((
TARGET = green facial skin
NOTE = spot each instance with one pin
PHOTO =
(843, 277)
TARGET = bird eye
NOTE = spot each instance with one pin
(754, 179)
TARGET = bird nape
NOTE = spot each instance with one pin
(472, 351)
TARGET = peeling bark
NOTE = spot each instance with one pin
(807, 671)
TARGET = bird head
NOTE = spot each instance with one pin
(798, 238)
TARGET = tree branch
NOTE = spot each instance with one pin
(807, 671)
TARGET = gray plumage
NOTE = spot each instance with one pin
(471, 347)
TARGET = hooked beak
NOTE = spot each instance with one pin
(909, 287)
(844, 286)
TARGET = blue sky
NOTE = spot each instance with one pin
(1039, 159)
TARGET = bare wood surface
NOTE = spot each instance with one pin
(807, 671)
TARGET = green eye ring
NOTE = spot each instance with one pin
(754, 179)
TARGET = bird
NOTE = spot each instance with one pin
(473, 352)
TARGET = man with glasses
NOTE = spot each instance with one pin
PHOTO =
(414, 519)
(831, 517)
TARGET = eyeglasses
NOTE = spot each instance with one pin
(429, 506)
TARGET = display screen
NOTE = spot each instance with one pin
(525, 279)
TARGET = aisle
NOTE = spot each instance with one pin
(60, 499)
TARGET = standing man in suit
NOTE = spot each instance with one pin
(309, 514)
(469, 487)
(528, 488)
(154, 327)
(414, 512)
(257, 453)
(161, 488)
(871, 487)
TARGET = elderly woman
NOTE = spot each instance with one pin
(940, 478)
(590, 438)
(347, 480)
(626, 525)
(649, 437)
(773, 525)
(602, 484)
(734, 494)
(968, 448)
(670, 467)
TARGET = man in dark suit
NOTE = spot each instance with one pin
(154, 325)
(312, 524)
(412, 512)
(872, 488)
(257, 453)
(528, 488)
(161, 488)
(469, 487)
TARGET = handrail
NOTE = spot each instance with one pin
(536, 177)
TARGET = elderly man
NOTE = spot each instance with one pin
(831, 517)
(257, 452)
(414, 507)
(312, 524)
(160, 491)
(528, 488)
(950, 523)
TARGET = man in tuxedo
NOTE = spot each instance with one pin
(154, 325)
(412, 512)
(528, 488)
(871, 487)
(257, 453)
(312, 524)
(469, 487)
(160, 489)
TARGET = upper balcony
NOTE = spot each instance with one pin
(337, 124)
))
** WRITTEN EXERCISE **
Repeat precisely the lines of the data starting at the one containing "TARGET = man in dark suit", last line included.

** SOLUTION TO THIS EXERCISE **
TARGET = man in dark suit
NOTE = spot each instance with one pin
(154, 325)
(312, 524)
(412, 512)
(872, 488)
(257, 453)
(528, 488)
(161, 488)
(469, 487)
TARGET = handrail
NOTE = spot each instance with one pin
(536, 177)
TARGET = elderly man
NOTE = spot each instance with one pin
(831, 517)
(257, 452)
(414, 507)
(312, 524)
(160, 491)
(528, 488)
(950, 523)
TARGET = man in tuxedo
NOTE = spot each instance with one pin
(154, 325)
(412, 512)
(528, 488)
(871, 487)
(257, 453)
(312, 524)
(469, 487)
(160, 489)
TARGET = upper balcony
NOTE = spot each instance with one pin
(337, 124)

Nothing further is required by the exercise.